• _EXERCISE DETAILS_
Give all of the listing again word for word, with images excluded.

• _DATA FOR PROCESSING_
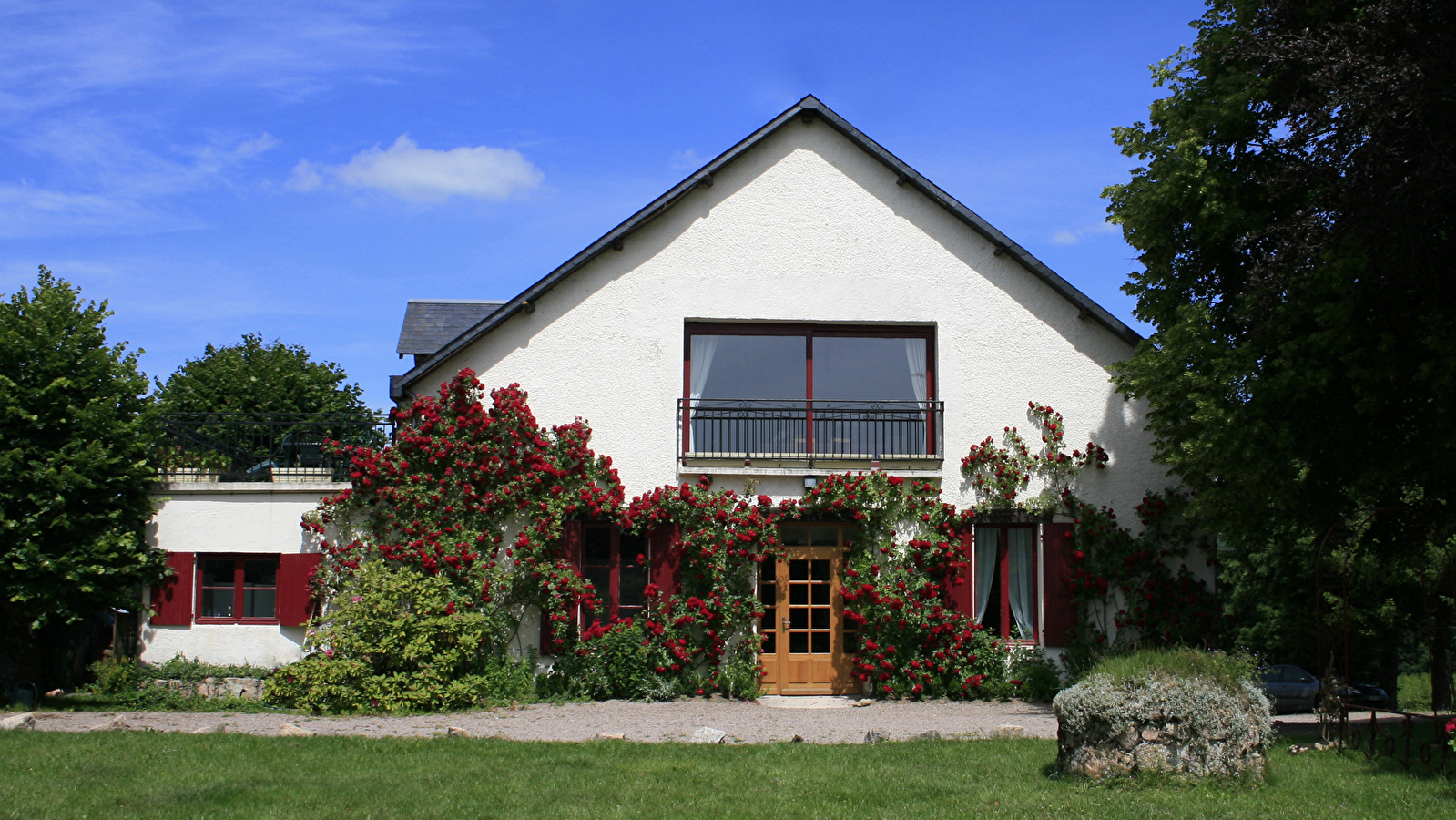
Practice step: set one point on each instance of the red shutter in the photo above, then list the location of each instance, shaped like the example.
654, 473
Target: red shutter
1060, 608
172, 596
294, 588
568, 548
666, 559
960, 593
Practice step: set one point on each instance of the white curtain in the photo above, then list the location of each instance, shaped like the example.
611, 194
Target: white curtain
1021, 547
986, 548
702, 353
914, 355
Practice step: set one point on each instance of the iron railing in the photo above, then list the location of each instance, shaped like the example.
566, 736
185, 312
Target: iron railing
1410, 739
248, 446
807, 430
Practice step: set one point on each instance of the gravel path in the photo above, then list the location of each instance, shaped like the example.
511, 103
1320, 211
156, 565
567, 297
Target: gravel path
656, 723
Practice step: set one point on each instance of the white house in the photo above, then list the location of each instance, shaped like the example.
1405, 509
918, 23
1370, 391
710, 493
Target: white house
807, 303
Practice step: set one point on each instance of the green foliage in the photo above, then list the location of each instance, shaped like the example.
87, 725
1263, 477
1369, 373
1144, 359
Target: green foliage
73, 472
1142, 666
395, 641
260, 377
1295, 216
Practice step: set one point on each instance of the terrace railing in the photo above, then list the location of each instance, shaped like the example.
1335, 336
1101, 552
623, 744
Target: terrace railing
809, 430
257, 447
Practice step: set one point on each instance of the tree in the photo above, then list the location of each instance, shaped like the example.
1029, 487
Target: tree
1296, 219
257, 377
73, 469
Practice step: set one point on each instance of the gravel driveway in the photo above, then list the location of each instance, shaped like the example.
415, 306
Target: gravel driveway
814, 720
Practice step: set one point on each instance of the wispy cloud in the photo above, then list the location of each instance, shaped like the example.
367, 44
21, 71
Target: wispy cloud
425, 175
686, 160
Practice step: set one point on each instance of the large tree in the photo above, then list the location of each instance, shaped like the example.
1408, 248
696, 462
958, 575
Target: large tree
254, 376
73, 472
1296, 224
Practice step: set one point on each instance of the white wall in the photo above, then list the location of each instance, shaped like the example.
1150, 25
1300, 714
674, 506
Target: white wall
809, 228
230, 518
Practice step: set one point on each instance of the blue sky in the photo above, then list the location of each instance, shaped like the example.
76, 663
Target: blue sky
301, 169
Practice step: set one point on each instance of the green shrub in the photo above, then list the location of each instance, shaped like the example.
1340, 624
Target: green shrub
398, 642
1227, 671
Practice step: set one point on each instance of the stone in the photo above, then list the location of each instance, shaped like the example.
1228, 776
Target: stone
24, 720
709, 734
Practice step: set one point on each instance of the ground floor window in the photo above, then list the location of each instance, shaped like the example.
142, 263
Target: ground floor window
1005, 579
616, 566
238, 589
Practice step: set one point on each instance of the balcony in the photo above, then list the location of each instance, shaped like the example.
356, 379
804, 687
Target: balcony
261, 447
807, 431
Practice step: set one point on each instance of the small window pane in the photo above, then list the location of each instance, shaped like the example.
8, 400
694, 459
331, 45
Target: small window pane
218, 603
794, 537
632, 581
258, 603
218, 573
824, 537
260, 573
597, 547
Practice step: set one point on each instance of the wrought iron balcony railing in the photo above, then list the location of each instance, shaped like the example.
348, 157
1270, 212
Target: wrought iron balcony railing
247, 446
809, 430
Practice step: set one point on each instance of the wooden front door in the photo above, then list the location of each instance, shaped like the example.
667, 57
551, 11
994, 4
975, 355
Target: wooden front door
802, 628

• _THE ANSWER_
Practice step: set one point on each instance of the red shutter in the photo above, then list the location of each instance, shaped like the example.
654, 473
Target: red shutter
1060, 608
172, 596
294, 588
568, 548
666, 559
960, 593
Practice step: set one point on each instance of the white curtain in the photo above, then list the location of each instance, shaped like the example.
611, 194
Target: white curtain
1021, 547
986, 548
702, 353
914, 355
Practice step: set one point on each instance of the iron railing in the photo above, then list the location of each instance, shaped like the example.
566, 736
185, 312
Target: iron railing
1410, 739
248, 446
807, 430
Practice step: set one point on each instance of the gravel path in the photo above, then list the location of each instance, shaped like the example.
511, 103
1320, 211
156, 565
567, 297
Target: gravel path
656, 723
Practice step: set one point on each instance of the white house in the photo above, then list the location of each instance, shaped like the example.
1405, 509
918, 23
1370, 391
710, 493
Target: white house
807, 303
Practice step: set one point on each instance of the green foliage in the photo above, then list the location of each instance, shaped like the example.
87, 725
1263, 477
1369, 373
1144, 359
Target: green foliage
73, 472
1142, 666
395, 641
260, 377
1295, 216
Practice step: set one point on each instance of the terrace railing in the photo above, then list the location of each instance, shaped like the example.
1335, 336
1101, 552
623, 744
Target: terrace railing
809, 430
257, 447
Practice step: set one point on each instance of the tree in the photo above, then list the location of each instance, shaped like the example.
1029, 487
Target: tree
1296, 219
257, 377
73, 469
Practice step: set one point on each instance of the gravel driveway in the photo above, then list the location of each instance, shaped like the example.
415, 306
Target: gravel driveway
814, 720
Practice step: set one point on each instance of the wispy cloud in the photo above, then list the location of each instance, shaped like the example.
367, 44
21, 71
Target: wispy cloud
425, 175
686, 160
Practice step: set one point on each instance of the large tree in the photo above, then list the location of each instance, shaped like the example.
1408, 248
696, 462
958, 575
Target: large tree
254, 376
73, 472
1296, 224
Practice step: set one point on each instance of the white wall in the photo above, then list the location of each instance, shaped like the example.
1150, 25
1300, 714
674, 506
Target: white wall
809, 228
230, 518
Practice step: set one point on each instance of the blue sky in the photo above, then list the location of each instance, shaped like the example.
76, 663
Target: blue sky
301, 169
Practice step: set one point on each instance of the green shrub in the photo above, then list the location of each instance, shaped like the example.
1340, 624
Target: green shrub
398, 642
1227, 671
Practice step: set one point on each instance of the stone in the photo above, then list the location of each instance, shaped like the example.
1228, 776
Target: stone
24, 720
709, 734
Practice step: set one point on each instance of the ground floor window in the photo above, then list the location of each instance, shaped like the example.
142, 263
Target: ground floor window
1005, 579
616, 566
238, 589
Practice step: set one point on each instance of the balcony in the photo above, then list the location of each instance, shaped like the example.
356, 379
804, 687
Target: balcony
261, 447
807, 431
Practice step: set one point on each instance of the small window pane in the photo above, then list the location of each instance, shaped like the example.
8, 400
694, 459
331, 45
Target: small window pane
218, 603
794, 537
632, 581
258, 603
218, 573
824, 537
260, 573
597, 547
Practice step: set one point on each instance of the wrought iron balcony railing in the photo above, then list the location of each instance, shaped like the example.
348, 157
1270, 212
Target: wrought iron balcony railing
247, 446
809, 430
Practice step: set one point on each instance of the wooden front door in the photo above, then list the location of each instance, shaped like the example.
667, 57
551, 11
994, 4
975, 355
Target: wooden front door
802, 628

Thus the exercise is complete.